By Jeff White (jwhite@virginia.edu)
VirginiaSports.com
CHARLOTTESVILLE –– In the spring, as head volleyball coach Shannon Wells and her assistants started planning for their first season at the University of Virginia, they didn’t spend hours breaking down video of the team’s returning players. That was by design.
“We wanted to give each athlete a clean slate,” said Wells, who came to UVA in late April from the University of Florida, where she was associate head coach. “And so we didn’t want to have any preconceived notions about the positions they played or the role that they used to have. We tried not to do much research on any of the athletes, because we just wanted to give them a new chance and a chance to start over.”
Once preseason practice started last month, however, it quickly became apparent that Mary Shaffer, a 6-foot sophomore from Cincinnati, would play a significant role for the Cavaliers. The coaches then “talked to her a little bit about her history,” Wells recalled this week, and were surprised to learn “just how hard her first year here was.”
Not long after enrolling at the University last summer, the right-handed Shaffer re-injured her left shoulder, which she’d seriously hurt as a high school senior.

• **Dataset extract**
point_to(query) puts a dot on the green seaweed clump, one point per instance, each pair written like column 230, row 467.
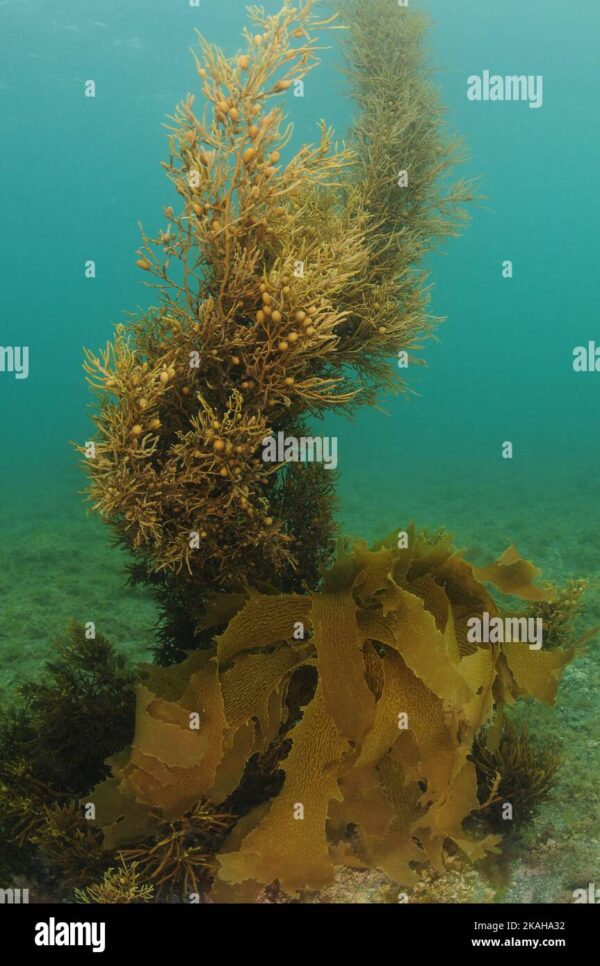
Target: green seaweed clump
column 518, row 771
column 119, row 885
column 53, row 746
column 560, row 613
column 78, row 713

• **Problems to work on**
1 > Retype everything in the volleyball article from "Once preseason practice" down to "high school senior.".
2 > Write what comes next in the article about Mary Shaffer and the Virginia volleyball team, picking up after its final sentence.

• **Results by task**
1 >
Once preseason practice started last month, however, it quickly became apparent that Mary Shaffer, a 6-foot sophomore from Cincinnati, would play a significant role for the Cavaliers. The coaches then “talked to her a little bit about her history,” Wells recalled this week, and were surprised to learn “just how hard her first year here was.”
Not long after enrolling at the University last summer, the right-handed Shaffer re-injured her left shoulder, which she’d seriously hurt as a high school senior.

2 >
Surgery followed. After Shaffer was finally cleared to play early in the spring semester, she contracted COVID-19 and was sidelined several more weeks. During a school year in which the season spanned the fall and spring semesters, Shaffer appeared in only two matches, both in March, before UVA athletics director Carla Williams relieved the previous coaching staff of its duties over an undisclosed personnel matter and canceled the rest of the season.
“With the way that she’d been playing all through preseason,” Wells said, “we would have never known all the obstacles that she had gone through previously.”
Shaffer, the Wahoos’ starting right side, has been a force for a team intent on rebounding from a tumultuous 2020-21 season. (Winless in ACC play, UVA finished 2-12 overall.) She’s been named to three all-tournament teams, and she was MVP of the four-team event Virginia hosted last weekend at Memorial Gymnasium.
In Virginia’s sweeps of Bellarmine, Georgetown and Fairleigh Dickinson, Shaffer averaged a team-high 3.89 kills per set and hit .476.
“This last week was just such an incredible week for her,” Wells said. “We found a tempo that we felt allowed her to be more in control of what she’s doing, allowed her to show off more of her attacking range.”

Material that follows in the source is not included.